**Given exercise**
Write every record out again exactly, and keep images out of it.

Entries from a pointing dataset:
---*---

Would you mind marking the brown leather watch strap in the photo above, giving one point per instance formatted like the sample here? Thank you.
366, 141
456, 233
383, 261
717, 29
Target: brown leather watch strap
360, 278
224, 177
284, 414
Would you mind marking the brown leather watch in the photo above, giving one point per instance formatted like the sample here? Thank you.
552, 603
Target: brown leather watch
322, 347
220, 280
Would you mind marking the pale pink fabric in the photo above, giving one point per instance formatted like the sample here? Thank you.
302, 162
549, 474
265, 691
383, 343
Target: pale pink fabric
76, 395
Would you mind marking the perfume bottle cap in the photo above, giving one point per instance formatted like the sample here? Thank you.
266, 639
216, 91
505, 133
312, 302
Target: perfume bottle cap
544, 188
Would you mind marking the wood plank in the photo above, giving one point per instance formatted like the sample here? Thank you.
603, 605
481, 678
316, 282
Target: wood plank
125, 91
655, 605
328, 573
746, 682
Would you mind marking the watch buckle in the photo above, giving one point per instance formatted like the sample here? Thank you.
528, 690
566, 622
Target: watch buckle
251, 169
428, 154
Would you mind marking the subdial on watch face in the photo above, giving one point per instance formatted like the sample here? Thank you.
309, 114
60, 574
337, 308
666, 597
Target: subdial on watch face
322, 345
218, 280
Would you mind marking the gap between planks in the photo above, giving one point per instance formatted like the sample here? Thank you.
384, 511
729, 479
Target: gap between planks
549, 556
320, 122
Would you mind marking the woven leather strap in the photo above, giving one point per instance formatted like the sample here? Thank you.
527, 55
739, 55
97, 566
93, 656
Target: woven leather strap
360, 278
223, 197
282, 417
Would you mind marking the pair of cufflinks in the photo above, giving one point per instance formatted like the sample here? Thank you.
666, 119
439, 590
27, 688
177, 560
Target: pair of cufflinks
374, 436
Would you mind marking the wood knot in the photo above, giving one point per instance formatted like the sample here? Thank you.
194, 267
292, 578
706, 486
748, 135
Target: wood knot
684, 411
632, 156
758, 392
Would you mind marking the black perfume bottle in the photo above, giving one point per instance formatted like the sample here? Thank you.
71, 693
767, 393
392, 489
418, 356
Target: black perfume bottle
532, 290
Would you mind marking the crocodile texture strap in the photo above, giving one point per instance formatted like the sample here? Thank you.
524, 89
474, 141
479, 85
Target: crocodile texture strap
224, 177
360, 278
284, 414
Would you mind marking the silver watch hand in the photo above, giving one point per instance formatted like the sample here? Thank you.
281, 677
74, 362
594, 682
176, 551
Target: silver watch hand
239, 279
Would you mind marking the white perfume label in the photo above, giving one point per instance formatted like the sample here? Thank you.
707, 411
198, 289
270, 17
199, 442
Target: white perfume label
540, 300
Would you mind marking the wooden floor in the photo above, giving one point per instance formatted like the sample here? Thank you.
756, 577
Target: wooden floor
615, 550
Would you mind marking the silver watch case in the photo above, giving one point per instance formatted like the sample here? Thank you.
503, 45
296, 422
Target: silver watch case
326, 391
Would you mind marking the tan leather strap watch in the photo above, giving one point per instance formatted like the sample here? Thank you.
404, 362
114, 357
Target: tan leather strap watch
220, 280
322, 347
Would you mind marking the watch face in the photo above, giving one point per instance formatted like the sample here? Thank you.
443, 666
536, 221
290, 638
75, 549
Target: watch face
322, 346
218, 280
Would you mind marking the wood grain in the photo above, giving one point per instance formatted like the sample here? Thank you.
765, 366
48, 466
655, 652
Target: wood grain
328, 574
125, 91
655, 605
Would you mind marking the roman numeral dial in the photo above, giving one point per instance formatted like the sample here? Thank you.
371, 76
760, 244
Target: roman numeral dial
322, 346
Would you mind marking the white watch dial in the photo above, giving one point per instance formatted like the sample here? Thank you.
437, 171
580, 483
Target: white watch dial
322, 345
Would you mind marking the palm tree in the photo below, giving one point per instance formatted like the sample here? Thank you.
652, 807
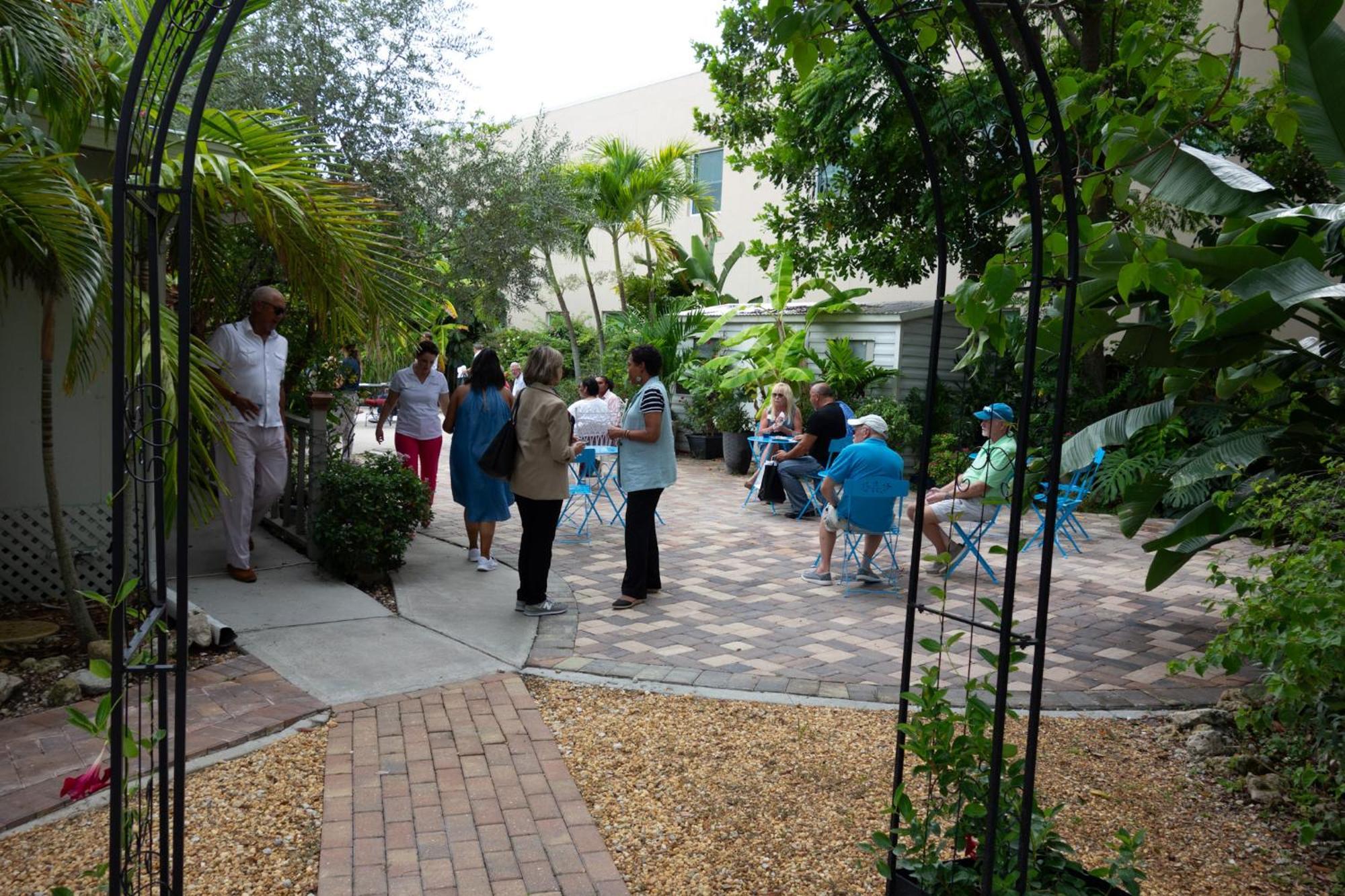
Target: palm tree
580, 224
56, 239
634, 194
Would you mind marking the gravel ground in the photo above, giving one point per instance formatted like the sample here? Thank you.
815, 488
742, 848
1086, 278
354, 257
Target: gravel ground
724, 797
254, 827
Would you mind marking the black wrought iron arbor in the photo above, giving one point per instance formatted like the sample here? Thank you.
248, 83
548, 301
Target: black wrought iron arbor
151, 423
1008, 46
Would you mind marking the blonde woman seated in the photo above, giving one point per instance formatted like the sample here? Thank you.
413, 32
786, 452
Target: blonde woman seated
781, 417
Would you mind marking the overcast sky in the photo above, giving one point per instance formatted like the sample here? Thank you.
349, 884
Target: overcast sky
556, 53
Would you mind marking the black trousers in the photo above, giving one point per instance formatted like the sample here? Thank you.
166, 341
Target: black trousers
642, 544
535, 549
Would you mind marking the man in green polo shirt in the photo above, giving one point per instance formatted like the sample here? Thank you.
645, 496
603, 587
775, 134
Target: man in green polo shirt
973, 495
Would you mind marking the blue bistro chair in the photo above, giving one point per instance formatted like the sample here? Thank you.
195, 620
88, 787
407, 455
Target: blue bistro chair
973, 541
583, 498
1071, 497
813, 482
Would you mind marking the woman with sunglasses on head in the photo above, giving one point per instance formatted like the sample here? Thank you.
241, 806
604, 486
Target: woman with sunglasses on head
779, 417
419, 393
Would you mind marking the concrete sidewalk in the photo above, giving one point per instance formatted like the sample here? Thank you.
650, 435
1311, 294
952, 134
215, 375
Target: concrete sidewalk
340, 645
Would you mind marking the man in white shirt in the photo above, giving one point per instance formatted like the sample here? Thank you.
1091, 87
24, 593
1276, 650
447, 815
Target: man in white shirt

---*---

**Response to the task**
Would you mind marking the brown leather watch strap in the photo above, giving one point per instance formatted like the sample here? Thank you.
366, 141
456, 233
383, 261
717, 29
Target: brown leather watch strap
360, 278
224, 177
284, 414
Would you mind marking the brown leather watch in the photo above, giving one point per instance formatted like the sample here? Thank you.
552, 603
Target: brown leather watch
322, 347
220, 280
Would you mind marking the pale pink fabric in the photo above, giving one point per instance formatted like the sample here? Thank you.
302, 162
549, 474
265, 691
383, 343
Target: pale pink fabric
76, 395
Would you mind marking the perfume bottle cap in the photo above, giving one point per instance formatted like the sample here? Thank you.
266, 639
216, 91
505, 133
312, 302
Target: perfume bottle cap
544, 188
Would you mind marking the wood plank in the photo above, giving one point per instance formatted like the sample here? Thank you.
603, 605
481, 678
316, 282
Target: wood plank
125, 91
655, 605
328, 573
746, 682
Would you mind marking the watch buckle in the photo above, giving one point per instance formatted like the sample here? Thank you.
528, 690
566, 622
Target: watch buckle
251, 169
428, 154
Would you mind marking the subdial on watch face in the photo above, giving one point per instance formatted like the sample here? Thank you.
309, 114
60, 574
337, 308
666, 597
Target: subdial on watch face
322, 345
218, 280
Would you mind marking the gap between planks in the photo above, giving one point per instance formatted like the sample here? Thank you.
384, 511
729, 479
Target: gap between planks
549, 556
320, 122
Would you mind marking the woven leather strap in the photo above, giving one point per instance formatted like the sample here? Thank you.
527, 55
739, 55
97, 566
93, 656
Target: woven leather strap
360, 278
223, 197
282, 417
Would you mind marking the pair of cufflinks in the photo above, giving one point per instance formatted like the sample here? Thank you.
666, 119
439, 590
27, 688
177, 560
Target: pair of cufflinks
374, 436
Would you mind marking the wood knot in the photo above, giving one point per instance formatted like the sample here? Thank you.
194, 267
292, 578
706, 486
748, 135
Target: wood knot
684, 411
632, 156
758, 392
Would you mind marking the black perfume bottle in the photo above, giving one point per instance formatted like the sample here? Thank you.
71, 693
767, 393
392, 489
418, 356
Target: black perfume bottle
532, 290
Would you mind marking the crocodile texture strap in the photo above, giving one point per instance formatted like the sample here? Thank you.
524, 89
474, 141
479, 85
Target: crocodile texture strap
224, 177
360, 278
284, 414
Would you mind marking the silver watch hand in the photo above, giving one point per instance formatted like the sample here? Thank you.
281, 677
74, 362
594, 682
176, 551
Target: silver watch hand
239, 279
Would you mind marking the white perfume label in the photo above, giving one point per instance formatted like the sample here? Thank you.
707, 411
198, 289
270, 17
199, 442
Target: white perfume label
540, 300
Would you mind marking the wooden floor in the photo above, giving one point per instance formatted like the sample here? Thank you.
756, 577
Target: wooden floor
615, 550
Would you mind marking the silver watch case in the photo above, giving one point per instance formatted like the sample here? Thank you.
503, 45
296, 422
Target: silver watch case
326, 391
Would you mind marking the tan leather strap watch in the photo above, giving one point per instance formatted like the sample here? Thank you.
404, 362
114, 357
Target: tan leather strap watch
220, 280
322, 347
Would you mind marking the watch face in the photo above, giving one point per instance formatted like the sample here? Thank you.
443, 666
536, 221
290, 638
75, 549
Target: watch face
322, 346
218, 280
Would you mind marking the wood grain in the photo above, giving one point per instance formatted like the sample here? Thank you.
765, 366
48, 466
655, 652
Target: wood grain
328, 574
125, 91
655, 605
Would you mind marking the roman numeral dial in the photo above, giving one point per instance formatted like the sample here? Thank you.
371, 76
760, 244
Target: roman numeral dial
322, 346
Would you mind marking the white watch dial in the photo above, giving one point per instance formatted like the sample here? Thank you.
437, 171
580, 483
Target: white watch dial
322, 345
Would you mind marking the palm tree in the photo below, giving one point per instance formatted like the sample here? Thank you.
652, 807
Target: palm tree
580, 224
56, 239
634, 194
Would you mind marking the gravel ground in the photo above, giving one point per instance formatted like the sample here? Thank you.
815, 488
742, 848
1086, 278
354, 257
Target: gravel ground
724, 797
254, 827
Would you mind marking the black wrought iron arbor in the photo above, giving one point per instance formatted like the sample here? Thank you.
248, 83
548, 301
Target: black wrought iron arbor
151, 423
1008, 46
Would you mind marking the blonde woman seated in the photo above, giving one point per instance formatted like the sample here? Thank you.
413, 32
786, 452
Target: blonde woman seated
781, 417
Would you mind marking the overcast sky in the photo above, giving one point per instance formatted like the sample here? Thank you.
349, 884
Target: overcast sky
556, 53
Would you mind marking the black trousers in the photo above, giving one point per instance formatted like the sample here? Thank you.
166, 341
Target: black trousers
642, 544
535, 549
Would you mind marking the man in green polo shirt in the photo above, giving one point per instance formatted like the sample here? Thank you.
645, 496
603, 587
775, 134
Target: man in green polo shirt
973, 495
Would you mind marking the blue bistro chair in the photo above, giving one point per instance formatted like the sample here? Thank you.
195, 620
88, 787
407, 455
Target: blue bistro chair
973, 541
583, 498
1071, 497
813, 482
Would you mind marking the woman with sunglasses on head in the photo above, giving one point per instance formatted like the sample here? Thank you.
241, 806
604, 486
Target: woman with sunglasses on head
779, 417
419, 393
Would you mind marking the concrete sidewalk in the photo above, giving one point per instance formatted like the sample here? Thank you.
650, 435
1311, 294
952, 134
215, 375
Target: concrete sidewalk
340, 645
Would you mind marking the man in white shirt in the photo above, giving one point per instance formatted like the sample here? Thank you.
1091, 87
24, 593
1276, 650
447, 815
Target: man in white shirt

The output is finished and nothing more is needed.